[Referring expression pointing data]
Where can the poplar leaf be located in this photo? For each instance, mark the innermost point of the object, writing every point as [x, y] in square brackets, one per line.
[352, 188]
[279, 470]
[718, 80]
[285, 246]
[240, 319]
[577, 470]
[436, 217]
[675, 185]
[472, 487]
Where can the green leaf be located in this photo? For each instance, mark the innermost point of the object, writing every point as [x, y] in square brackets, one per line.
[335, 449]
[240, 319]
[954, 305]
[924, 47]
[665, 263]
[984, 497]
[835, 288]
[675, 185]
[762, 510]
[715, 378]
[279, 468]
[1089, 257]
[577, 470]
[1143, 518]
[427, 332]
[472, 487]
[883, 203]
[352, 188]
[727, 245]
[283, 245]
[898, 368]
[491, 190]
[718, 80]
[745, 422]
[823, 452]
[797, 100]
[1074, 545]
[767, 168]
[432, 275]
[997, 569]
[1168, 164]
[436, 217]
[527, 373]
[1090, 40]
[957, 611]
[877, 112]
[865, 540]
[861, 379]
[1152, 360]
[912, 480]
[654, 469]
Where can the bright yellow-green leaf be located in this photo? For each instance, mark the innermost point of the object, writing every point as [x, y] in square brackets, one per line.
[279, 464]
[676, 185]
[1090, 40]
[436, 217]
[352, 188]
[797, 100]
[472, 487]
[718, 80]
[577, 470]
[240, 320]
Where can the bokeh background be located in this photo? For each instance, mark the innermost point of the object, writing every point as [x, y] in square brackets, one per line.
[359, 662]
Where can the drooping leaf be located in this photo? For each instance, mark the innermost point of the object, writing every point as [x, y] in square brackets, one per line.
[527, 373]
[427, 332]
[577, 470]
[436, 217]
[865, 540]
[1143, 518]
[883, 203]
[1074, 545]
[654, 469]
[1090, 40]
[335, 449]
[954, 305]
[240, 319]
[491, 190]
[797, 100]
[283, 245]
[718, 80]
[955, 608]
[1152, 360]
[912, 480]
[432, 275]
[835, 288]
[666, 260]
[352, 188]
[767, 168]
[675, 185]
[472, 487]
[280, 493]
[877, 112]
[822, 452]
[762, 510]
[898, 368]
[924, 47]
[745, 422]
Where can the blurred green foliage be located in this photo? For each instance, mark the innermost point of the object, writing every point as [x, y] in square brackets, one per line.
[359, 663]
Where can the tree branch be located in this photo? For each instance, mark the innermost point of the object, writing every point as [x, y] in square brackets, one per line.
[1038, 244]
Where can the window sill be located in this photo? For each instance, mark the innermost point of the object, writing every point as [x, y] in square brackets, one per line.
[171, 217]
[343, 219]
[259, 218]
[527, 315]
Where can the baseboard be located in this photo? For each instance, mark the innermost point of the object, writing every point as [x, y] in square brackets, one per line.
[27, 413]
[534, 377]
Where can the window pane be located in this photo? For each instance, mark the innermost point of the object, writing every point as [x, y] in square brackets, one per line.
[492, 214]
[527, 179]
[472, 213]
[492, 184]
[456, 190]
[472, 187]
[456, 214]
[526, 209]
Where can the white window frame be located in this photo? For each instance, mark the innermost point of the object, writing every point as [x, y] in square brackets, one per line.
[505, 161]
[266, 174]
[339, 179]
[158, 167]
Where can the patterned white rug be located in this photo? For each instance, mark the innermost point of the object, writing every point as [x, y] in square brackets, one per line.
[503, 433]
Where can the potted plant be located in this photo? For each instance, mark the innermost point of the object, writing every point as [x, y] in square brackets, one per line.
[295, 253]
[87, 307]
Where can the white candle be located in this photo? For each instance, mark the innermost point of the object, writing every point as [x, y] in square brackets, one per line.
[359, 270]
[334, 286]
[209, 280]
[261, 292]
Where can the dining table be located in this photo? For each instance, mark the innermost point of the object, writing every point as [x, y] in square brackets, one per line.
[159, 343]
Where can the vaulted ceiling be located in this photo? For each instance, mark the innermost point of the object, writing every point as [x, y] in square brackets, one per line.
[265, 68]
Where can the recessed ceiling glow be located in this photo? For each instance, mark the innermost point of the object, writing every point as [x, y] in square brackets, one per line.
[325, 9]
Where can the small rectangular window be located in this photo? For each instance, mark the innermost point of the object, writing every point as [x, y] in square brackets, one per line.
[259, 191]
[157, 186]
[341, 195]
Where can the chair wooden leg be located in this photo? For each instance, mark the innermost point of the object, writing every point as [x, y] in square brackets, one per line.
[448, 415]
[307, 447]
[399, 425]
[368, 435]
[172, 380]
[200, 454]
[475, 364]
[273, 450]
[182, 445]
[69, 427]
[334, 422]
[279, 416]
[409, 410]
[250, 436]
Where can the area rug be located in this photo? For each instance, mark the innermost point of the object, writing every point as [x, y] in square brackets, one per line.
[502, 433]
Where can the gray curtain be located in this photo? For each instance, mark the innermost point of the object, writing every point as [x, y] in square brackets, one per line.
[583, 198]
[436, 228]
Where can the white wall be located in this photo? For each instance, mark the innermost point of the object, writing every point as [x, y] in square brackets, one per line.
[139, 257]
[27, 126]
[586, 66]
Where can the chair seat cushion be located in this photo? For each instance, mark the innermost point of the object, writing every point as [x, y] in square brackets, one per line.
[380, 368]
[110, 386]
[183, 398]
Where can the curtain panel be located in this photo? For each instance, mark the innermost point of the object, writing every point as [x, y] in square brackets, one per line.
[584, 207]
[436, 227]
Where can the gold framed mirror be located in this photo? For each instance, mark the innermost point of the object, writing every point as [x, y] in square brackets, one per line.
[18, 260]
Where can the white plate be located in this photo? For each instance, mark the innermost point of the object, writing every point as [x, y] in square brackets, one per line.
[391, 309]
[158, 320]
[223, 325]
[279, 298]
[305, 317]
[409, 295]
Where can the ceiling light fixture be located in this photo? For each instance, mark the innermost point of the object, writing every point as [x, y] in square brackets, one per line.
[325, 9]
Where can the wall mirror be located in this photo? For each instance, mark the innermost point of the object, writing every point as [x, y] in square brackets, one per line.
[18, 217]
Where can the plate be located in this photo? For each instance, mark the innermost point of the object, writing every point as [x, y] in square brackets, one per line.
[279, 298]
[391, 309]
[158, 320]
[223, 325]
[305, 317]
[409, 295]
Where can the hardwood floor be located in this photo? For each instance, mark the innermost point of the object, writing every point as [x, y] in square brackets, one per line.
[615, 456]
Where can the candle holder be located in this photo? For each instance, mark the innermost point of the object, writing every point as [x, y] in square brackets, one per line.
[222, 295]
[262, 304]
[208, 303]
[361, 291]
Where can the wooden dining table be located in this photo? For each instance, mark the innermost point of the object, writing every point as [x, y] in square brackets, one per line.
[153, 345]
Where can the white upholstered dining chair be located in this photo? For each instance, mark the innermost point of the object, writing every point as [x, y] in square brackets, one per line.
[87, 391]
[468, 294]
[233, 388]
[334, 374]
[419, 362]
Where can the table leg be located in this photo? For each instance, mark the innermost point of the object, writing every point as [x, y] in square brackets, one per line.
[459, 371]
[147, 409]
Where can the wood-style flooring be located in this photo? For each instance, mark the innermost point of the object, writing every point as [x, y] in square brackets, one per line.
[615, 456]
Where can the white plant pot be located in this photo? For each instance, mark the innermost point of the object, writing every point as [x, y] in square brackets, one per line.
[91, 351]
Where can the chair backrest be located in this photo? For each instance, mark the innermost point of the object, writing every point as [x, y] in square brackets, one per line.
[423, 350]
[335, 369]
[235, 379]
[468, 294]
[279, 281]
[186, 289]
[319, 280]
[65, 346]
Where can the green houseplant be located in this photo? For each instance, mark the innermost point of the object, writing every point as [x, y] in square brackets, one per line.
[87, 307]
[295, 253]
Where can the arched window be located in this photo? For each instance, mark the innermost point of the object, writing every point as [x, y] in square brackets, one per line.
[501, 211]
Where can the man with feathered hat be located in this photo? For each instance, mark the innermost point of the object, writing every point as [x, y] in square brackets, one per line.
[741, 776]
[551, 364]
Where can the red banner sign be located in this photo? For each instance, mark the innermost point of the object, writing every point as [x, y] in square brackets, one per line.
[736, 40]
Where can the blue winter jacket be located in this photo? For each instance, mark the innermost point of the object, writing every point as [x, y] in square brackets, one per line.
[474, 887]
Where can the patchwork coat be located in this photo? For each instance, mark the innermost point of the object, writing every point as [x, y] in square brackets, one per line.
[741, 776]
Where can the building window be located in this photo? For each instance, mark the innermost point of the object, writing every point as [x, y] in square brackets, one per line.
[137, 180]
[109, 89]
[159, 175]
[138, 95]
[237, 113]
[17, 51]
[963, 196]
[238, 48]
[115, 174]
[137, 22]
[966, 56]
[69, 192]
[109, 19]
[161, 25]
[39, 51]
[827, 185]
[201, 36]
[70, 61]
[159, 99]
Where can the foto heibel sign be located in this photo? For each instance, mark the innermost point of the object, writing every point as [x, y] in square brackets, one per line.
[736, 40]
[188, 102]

WHAT IS BEING ASKED =
Return exactly the lines from the line holding "Where can the patchwork" to the last line of the data, with both of those lines included and nothing added.

RESPONSE BELOW =
Where can the patchwork coat be located in this photo? For each instance, mark the innermost point of the object, writing every point as [x, y] in square brackets, one per line.
[741, 776]
Where can the building window be located in this photo? For each instance, mark the innermost point of the object, writing every point as [x, y] in square brackets, one per line.
[137, 180]
[109, 89]
[159, 175]
[138, 95]
[237, 113]
[17, 51]
[963, 196]
[238, 48]
[115, 174]
[137, 22]
[966, 56]
[69, 192]
[109, 19]
[161, 25]
[39, 51]
[827, 185]
[201, 36]
[70, 61]
[159, 99]
Where can the foto heibel sign be located in this photo? For each instance, mark the innermost point of the object, writing every point as [x, y] in square brackets, one per line.
[736, 40]
[188, 102]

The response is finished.